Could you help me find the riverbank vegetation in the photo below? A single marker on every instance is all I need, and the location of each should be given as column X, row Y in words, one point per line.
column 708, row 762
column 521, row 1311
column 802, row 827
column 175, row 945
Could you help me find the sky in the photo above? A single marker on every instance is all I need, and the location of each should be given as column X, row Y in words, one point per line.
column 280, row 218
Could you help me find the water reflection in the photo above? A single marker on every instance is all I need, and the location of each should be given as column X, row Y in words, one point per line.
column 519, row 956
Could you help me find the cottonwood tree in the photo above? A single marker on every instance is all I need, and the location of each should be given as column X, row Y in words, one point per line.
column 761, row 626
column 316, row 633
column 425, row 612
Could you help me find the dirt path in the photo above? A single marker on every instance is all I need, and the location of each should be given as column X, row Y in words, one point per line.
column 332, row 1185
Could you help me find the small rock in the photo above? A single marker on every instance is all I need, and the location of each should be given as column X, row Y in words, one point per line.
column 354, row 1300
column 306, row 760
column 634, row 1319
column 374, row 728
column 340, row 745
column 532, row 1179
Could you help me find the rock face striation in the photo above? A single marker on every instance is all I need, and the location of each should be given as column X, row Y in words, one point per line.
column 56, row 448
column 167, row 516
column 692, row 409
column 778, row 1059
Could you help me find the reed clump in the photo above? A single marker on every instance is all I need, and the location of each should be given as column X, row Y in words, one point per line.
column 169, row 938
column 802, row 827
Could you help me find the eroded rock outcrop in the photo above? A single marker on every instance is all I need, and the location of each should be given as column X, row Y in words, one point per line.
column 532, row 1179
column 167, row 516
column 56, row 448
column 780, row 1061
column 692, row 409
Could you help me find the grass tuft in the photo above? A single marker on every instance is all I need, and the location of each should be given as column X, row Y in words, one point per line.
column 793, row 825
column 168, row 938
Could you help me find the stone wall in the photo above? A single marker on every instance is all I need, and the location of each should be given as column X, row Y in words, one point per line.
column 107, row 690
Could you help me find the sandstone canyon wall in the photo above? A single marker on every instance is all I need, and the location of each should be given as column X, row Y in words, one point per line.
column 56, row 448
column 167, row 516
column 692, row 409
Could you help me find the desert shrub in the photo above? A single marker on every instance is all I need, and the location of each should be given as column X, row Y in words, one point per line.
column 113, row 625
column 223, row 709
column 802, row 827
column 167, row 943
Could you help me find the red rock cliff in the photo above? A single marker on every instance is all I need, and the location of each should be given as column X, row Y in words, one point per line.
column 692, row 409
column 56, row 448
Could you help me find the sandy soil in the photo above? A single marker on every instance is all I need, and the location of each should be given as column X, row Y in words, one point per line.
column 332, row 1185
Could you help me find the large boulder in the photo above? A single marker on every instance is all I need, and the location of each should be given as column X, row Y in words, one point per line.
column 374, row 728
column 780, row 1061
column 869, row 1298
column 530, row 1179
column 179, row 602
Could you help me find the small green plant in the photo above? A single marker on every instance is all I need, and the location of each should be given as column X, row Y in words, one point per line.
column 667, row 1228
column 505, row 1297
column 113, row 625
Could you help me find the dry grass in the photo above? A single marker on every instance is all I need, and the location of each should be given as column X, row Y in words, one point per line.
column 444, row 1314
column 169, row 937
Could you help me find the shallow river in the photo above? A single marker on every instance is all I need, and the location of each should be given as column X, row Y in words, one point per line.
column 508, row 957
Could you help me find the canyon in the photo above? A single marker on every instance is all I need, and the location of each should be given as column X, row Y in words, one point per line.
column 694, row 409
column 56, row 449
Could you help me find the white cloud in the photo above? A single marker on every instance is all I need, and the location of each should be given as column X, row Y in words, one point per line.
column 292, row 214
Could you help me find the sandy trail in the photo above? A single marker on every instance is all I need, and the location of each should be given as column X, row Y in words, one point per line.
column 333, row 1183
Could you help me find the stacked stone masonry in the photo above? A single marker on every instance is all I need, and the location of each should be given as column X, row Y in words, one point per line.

============================================================

## EXERCISE
Every line of the listing should be reproduced exactly.

## RESULT OF THE TASK
Could you help me find the riverbank vegetation in the photo below? A single marker on every instance is all I need, and the location of each should be given as column X, row Y in words, one point per line.
column 708, row 762
column 521, row 1311
column 802, row 827
column 175, row 945
Could you help me find the sky in the photo above? A single marker on every instance is all I need, and the location of each should be given as column X, row Y in words, one point per line.
column 280, row 218
Could you help me find the water reflection in the photo above? A single marker on every instance is all I need, and the location of each should be given as column X, row Y in words, one point per line.
column 519, row 956
Could you help me find the cottonwood tree in the photo above? A single marker on every instance is all I need, and the location of each should be given as column X, row Y in words, one point per line.
column 761, row 626
column 316, row 633
column 425, row 612
Could you help me find the dirt path in the photo above? A single marker on every instance is all I need, and the location of each should be given as column X, row Y in words, one point per line.
column 332, row 1185
Could you help me find the small rock in the photo above? A single marker on every instance is all I need, and the location of each should be given as column X, row Y in words, one point per line.
column 354, row 1300
column 306, row 760
column 634, row 1319
column 374, row 728
column 340, row 745
column 532, row 1179
Could you help me find the rock face striation in the photo above? A single marker on every instance is all I need, and the location of each should be given as column X, row Y in words, one point per line.
column 56, row 448
column 167, row 516
column 692, row 409
column 778, row 1059
Could you help me find the reed clump in the photo above? A single marker on every instance is all I need, and the location of each should be given as column X, row Y in words, one point per line.
column 169, row 938
column 802, row 827
Could you help me find the eroded rock outcrop in the photo above? A single marker on every instance is all I need, and the location of each should be given as column X, row Y in words, one point per line.
column 532, row 1179
column 167, row 516
column 56, row 448
column 780, row 1061
column 692, row 409
Could you help me find the grass tuft in the photo above? A single marker on every instance is all I need, and the location of each should be given as column X, row Y in words, one point per line.
column 793, row 825
column 168, row 938
Could you help me find the stone wall in the photo above? A single marker on every instance is all I need, and the location of each should be given as column X, row Y in words, one point per line.
column 107, row 690
Could you help me find the sandstone canyon wall in the photo above? A single marker on every instance is all I need, and the location of each should be given as column X, row Y in words, one point per line.
column 56, row 448
column 167, row 516
column 692, row 409
Could you help me find the desert shrub in the photo above? A single marker on every instance is all I need, and the location of each should be given as column X, row Y in words, one point per line.
column 113, row 625
column 223, row 709
column 802, row 827
column 167, row 943
Could you help me find the red rock cliff in the photo above? A single marker on every instance is all I need, and the location of each should be given as column X, row Y in words, one point per line.
column 692, row 409
column 56, row 448
Could you help me find the sandy soil in the photo above? A single marker on every instance is all I need, and the location of each should be given as column X, row Y in words, one point per line.
column 332, row 1185
Could you help me find the large boulder in the photo above? A single marker on every instance is all I need, and the location of each should be given as column X, row Y in words, one point per line.
column 374, row 728
column 780, row 1061
column 869, row 1298
column 530, row 1179
column 179, row 602
Could you help me find the small green plant in the photo above? A single marker on every instance is all I need, and the location of each should be given as column X, row Y in words, one point per line.
column 667, row 1228
column 505, row 1297
column 113, row 625
Could you help me find the dry grass in the photo above? A single marker on every instance is all I need, and the location of each should be given as column X, row Y in words, one point per line.
column 444, row 1314
column 169, row 937
Could you help me find the shallow river in the photo above? A single marker on every instance is all I need, and the location of each should be given as column X, row Y in words, one point per line.
column 508, row 957
Could you help me find the canyon in the photo above? A single marker on every instance is all I need, and the location of each should be given as column X, row Y in words, one point per line.
column 694, row 409
column 56, row 449
Could you help me find the white cloud in the photo above? A single marker on every instance is all I need, and the location of each should be given as column X, row Y in words, one point per line.
column 292, row 214
Could you help me find the sandy trail in the photo above? A single marker on every instance is all I need, and the location of each should be given as column X, row Y in words, one point per line.
column 333, row 1183
Could you help me find the stacked stone masonry in the photo above? A single marker on every instance is all I need, and the location of each should be given as column X, row Y in words, one point per line.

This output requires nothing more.